There’s two questions people ask often when the subject of Chris being in the hospital for seven months comes up:
How do you do it? How do you handle being at the hospital everyday? I just take it day by day and deal with the frustrations as they rise. Believe me there are plenty of frustrations! Between the doctors and nurses not listening and the overall frustrations of the situation, I have plenty to be frustrated with.
I don’t have a magic way to deal with stress. We all handle stress differently. I try to stay focused on the big picture and the outcome I want. This being said, it does not mean that I don’t get grumpy or down right bitchy! When my world is falling apart and there’s very little I can do about it. I feel helpless.

▶ Required work:
In the text about Chris's hospital stay, how long has Chris been in the hospital? The lines that come next are from a separate source.

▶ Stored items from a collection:
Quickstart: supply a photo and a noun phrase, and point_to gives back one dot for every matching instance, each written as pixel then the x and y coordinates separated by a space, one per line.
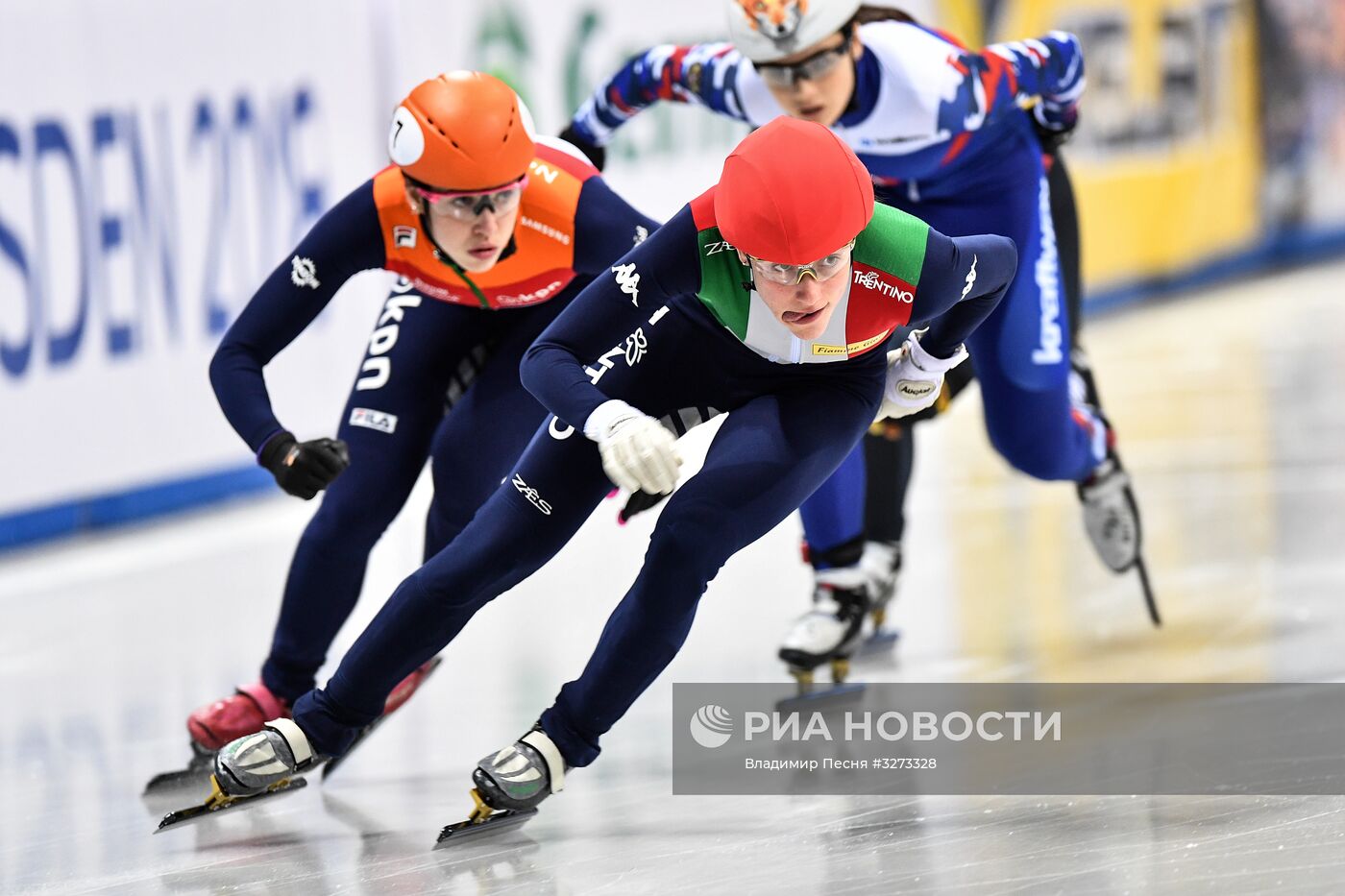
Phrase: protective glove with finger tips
pixel 915 378
pixel 638 452
pixel 303 469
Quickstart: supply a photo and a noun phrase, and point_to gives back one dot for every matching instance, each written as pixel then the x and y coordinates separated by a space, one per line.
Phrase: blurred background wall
pixel 158 160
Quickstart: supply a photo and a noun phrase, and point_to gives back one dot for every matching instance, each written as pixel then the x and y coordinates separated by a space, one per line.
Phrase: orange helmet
pixel 461 131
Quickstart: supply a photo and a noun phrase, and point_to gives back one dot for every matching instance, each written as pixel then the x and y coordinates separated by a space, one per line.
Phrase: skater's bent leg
pixel 888 463
pixel 1022 362
pixel 327 572
pixel 833 516
pixel 530 517
pixel 487 429
pixel 767 458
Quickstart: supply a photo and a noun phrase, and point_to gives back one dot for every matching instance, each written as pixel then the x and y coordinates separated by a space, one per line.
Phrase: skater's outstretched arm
pixel 564 366
pixel 964 280
pixel 342 244
pixel 705 74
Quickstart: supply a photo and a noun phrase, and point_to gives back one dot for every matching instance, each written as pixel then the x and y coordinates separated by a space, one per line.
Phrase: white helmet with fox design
pixel 770 30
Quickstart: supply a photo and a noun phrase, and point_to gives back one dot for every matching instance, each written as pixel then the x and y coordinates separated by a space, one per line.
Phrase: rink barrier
pixel 134 505
pixel 1284 251
pixel 145 502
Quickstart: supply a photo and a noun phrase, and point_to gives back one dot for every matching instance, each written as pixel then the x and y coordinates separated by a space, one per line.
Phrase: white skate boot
pixel 881 564
pixel 252 768
pixel 1112 516
pixel 831 630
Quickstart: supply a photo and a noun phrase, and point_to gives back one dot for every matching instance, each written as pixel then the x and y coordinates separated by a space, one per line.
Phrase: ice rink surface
pixel 1231 420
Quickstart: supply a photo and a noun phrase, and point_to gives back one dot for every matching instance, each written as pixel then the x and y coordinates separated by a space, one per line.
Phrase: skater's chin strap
pixel 295 738
pixel 554 762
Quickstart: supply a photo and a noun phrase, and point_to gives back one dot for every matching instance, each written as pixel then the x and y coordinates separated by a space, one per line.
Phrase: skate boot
pixel 510 785
pixel 214 725
pixel 881 564
pixel 241 714
pixel 252 768
pixel 1112 514
pixel 830 631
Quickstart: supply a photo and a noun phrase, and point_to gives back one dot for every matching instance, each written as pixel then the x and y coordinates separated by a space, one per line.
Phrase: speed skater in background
pixel 955 137
pixel 493 233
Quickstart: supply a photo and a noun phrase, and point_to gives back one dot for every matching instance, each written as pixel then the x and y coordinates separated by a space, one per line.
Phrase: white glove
pixel 638 452
pixel 915 378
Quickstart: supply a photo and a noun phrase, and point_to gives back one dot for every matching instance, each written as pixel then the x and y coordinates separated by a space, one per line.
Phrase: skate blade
pixel 332 764
pixel 878 642
pixel 1150 601
pixel 491 825
pixel 822 694
pixel 218 804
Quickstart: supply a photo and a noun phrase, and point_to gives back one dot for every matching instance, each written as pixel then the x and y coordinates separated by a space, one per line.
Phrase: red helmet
pixel 791 193
pixel 461 131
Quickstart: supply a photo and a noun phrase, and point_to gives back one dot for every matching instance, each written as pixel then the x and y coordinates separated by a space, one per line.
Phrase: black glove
pixel 638 502
pixel 1053 137
pixel 598 155
pixel 303 469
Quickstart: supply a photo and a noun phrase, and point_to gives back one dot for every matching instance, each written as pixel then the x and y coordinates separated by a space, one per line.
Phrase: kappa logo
pixel 971 278
pixel 632 350
pixel 628 281
pixel 870 278
pixel 531 494
pixel 370 419
pixel 303 272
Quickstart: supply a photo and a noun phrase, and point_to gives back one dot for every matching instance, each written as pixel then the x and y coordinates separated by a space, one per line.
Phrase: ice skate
pixel 1112 514
pixel 252 768
pixel 246 711
pixel 830 633
pixel 215 724
pixel 881 563
pixel 508 787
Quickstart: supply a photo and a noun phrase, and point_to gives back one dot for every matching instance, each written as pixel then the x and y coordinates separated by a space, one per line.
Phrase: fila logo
pixel 628 281
pixel 370 419
pixel 971 278
pixel 303 272
pixel 531 494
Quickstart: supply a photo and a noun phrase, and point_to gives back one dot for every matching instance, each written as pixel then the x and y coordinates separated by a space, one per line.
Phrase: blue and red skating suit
pixel 569 224
pixel 924 109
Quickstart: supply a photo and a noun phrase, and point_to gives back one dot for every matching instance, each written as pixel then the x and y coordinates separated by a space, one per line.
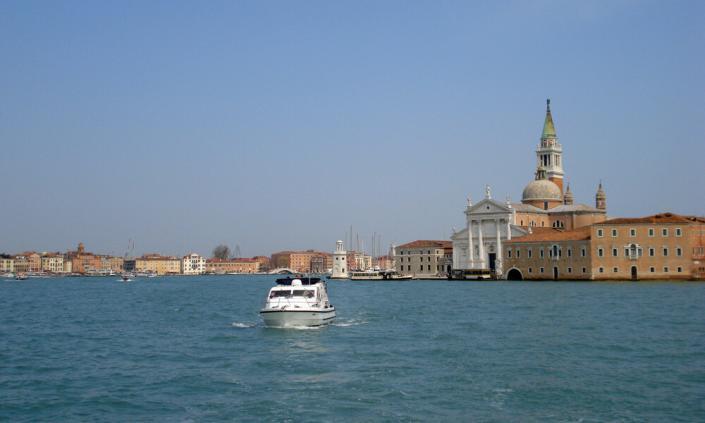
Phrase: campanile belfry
pixel 549 154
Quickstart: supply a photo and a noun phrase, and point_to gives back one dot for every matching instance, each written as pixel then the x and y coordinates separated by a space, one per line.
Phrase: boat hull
pixel 297 318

▶ Task output:
Seven months.